* **Required work**
Starting at the first line, copy the data below through to the end, exactly.

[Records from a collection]
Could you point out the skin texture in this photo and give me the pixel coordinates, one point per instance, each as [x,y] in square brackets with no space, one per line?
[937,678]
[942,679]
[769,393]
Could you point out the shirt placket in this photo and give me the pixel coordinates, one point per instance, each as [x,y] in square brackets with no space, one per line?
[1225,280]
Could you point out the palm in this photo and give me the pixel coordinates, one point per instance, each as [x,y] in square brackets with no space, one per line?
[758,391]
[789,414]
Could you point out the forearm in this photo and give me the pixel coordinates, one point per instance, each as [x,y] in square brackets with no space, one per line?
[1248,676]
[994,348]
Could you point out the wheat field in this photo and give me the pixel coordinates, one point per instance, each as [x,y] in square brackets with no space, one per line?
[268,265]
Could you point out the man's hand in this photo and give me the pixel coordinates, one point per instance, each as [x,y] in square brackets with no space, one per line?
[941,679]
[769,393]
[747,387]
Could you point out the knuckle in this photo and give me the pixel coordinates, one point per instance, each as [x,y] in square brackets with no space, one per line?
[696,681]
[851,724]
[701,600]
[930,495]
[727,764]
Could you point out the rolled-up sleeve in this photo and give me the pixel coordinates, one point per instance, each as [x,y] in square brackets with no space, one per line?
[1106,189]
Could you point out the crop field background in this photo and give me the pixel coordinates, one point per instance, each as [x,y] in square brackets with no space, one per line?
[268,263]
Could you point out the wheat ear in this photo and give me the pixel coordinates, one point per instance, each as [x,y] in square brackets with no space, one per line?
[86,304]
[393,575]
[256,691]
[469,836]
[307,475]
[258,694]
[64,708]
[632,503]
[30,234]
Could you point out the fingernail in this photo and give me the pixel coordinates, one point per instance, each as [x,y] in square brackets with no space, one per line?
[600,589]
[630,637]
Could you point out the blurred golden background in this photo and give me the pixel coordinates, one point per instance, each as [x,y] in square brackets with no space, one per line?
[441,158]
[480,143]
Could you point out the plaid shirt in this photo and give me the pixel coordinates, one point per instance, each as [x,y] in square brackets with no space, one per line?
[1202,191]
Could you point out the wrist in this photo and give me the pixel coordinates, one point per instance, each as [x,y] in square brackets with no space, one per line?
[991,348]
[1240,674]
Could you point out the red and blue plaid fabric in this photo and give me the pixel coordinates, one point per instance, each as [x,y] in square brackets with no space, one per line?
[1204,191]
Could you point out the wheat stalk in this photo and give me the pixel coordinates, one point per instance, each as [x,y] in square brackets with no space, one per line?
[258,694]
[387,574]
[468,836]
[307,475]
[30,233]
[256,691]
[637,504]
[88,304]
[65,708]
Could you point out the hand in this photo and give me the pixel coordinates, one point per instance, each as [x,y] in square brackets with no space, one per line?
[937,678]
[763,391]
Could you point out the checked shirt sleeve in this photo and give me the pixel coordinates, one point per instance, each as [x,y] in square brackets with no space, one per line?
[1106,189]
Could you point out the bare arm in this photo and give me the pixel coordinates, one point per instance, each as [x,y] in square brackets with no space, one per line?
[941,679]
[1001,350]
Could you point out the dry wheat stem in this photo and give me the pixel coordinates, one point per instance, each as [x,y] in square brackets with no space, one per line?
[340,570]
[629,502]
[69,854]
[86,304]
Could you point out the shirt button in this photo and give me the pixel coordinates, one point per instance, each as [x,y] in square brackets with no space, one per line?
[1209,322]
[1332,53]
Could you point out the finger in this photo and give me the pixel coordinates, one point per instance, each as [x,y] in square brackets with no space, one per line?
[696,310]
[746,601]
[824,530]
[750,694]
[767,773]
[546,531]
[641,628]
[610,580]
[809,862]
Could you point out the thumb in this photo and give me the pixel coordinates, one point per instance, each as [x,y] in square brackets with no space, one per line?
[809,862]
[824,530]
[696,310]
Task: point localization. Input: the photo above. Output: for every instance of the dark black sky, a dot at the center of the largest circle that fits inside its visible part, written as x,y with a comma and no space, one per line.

* **Exercise response**
Could you point out the skin texture in this photo and give me the pixel coordinates, one point per instance, each as [x,y] in square brackets with no space, one per line?
[937,678]
[942,679]
[769,393]
Could you point out the shirt placket in this photo and give me the pixel coordinates, one point per instance, each as [x,y] in square brackets with no space, one per line?
[1225,280]
Could you point out the palm in this photo and give me the pixel coordinates, one point per instance, each as [x,y] in square brackets with no space, one per line?
[758,391]
[789,414]
Could you point out the forearm in this photo and give me the pixel coordinates, one point per instance, each as [x,y] in square brackets with no space, one per line?
[1248,676]
[994,348]
Could you point out the wheat field in this photo and give me the pixel coordinates, one point per instance, each as [x,y] in square brackets with no space, one per line?
[268,265]
Could you point out the man's hand in this photo and give me the pixel coordinates, one point per instance, each as [x,y] in square brackets with no space, one per line?
[941,679]
[769,393]
[747,387]
Could you point out the knuckle in this photo and give me the pixel coordinates, one point per instance, each as [x,y] in square brackets with no space, one per line?
[696,681]
[851,724]
[701,600]
[930,495]
[727,764]
Could you point out the rolled-up sleeve in this photo and give me the pixel coordinates, one point per instance, each as [x,y] in square brackets with no space, one per line?
[1106,189]
Could you point out the crop field background in this photo and give me the pixel coordinates, one point per instance, each as [x,y] in square brackets with no space, one per line?
[268,263]
Could you point out the wheat ear in this photo and give me the pixel coordinates, one point per instance, each as [x,y] in square brackets with no space, one per line?
[86,304]
[393,575]
[256,691]
[469,836]
[307,475]
[258,694]
[64,708]
[632,503]
[30,234]
Could you point out the fingernail in this photo and give me the pixel coordinates, one point per instance, each as [x,y] in square brackets with no space, one per line?
[600,589]
[630,637]
Could you point out the blurred golden background in this photo and give me the pixel coordinates, one point per instance, each as [x,y] in square brackets with no space, one per line?
[441,158]
[480,143]
Could you point out the plaid shirt in this photo and give me the pixel coordinates, one point per instance, each as [x,y] in square brackets with no space, one per line?
[1202,191]
Could you point out the wrist in this photo and give me the pixel coordinates, one point per instance, each as [x,y] in square brackets with no space, one per line?
[991,348]
[1240,674]
Could you point out the red and blue plaid fabric in this photo and give me the pixel coordinates, one point per instance, each as [x,y] in square brackets with no space, one per line?
[1204,191]
Could you point out the wheat stalk in this photo and give me the pixel coordinates, one point per instance, each as [x,y] in square brackets with no space, one per line?
[258,694]
[387,574]
[468,836]
[307,475]
[30,233]
[256,691]
[637,504]
[88,304]
[65,708]
Could you point out the hand in this photo and give me the pixel coordinates, one point per instance, each as [x,y] in square brackets with no space, one per line?
[937,678]
[763,391]
Could you point out the checked shirt sleeve in this photo and give me the pixel coordinates, one point per instance, each as [x,y] in square brackets with no space, one per line?
[1106,189]
Could you point out the bare arm in this photo and give me the pixel coordinates, one point per instance, each as [x,y] in square brackets with no space, one per line?
[941,679]
[1001,350]
Could you point out the dry wheat stem in this photo and give me the pixel coordinates, one point per instance, each as [x,y] in square brackets with no space, one per line?
[340,570]
[629,502]
[69,854]
[86,304]
Could you point out the shirt button in this photo and give me the pixel coordinates, one point per instance, each as [x,y] in square brackets with no space, one per line?
[1209,322]
[1332,53]
Could you point out the finger in this photo and give me the pixel coordinates, one point per instance, each as [x,y] in square brackets with no space, one per line?
[696,310]
[746,601]
[824,530]
[750,694]
[767,773]
[546,531]
[641,628]
[610,580]
[809,862]
Could you point out the thumb in this photo and give me the pixel coordinates, one point per instance, each as [x,y] in square brackets with no space, one per line?
[809,862]
[824,530]
[696,310]
Task: point localization. Input: the photo above. Output: for every instance of the dark black sky, a dot at the center of the largest circle that fits inside its visible part, written as x,y with a comma and no space, one per line.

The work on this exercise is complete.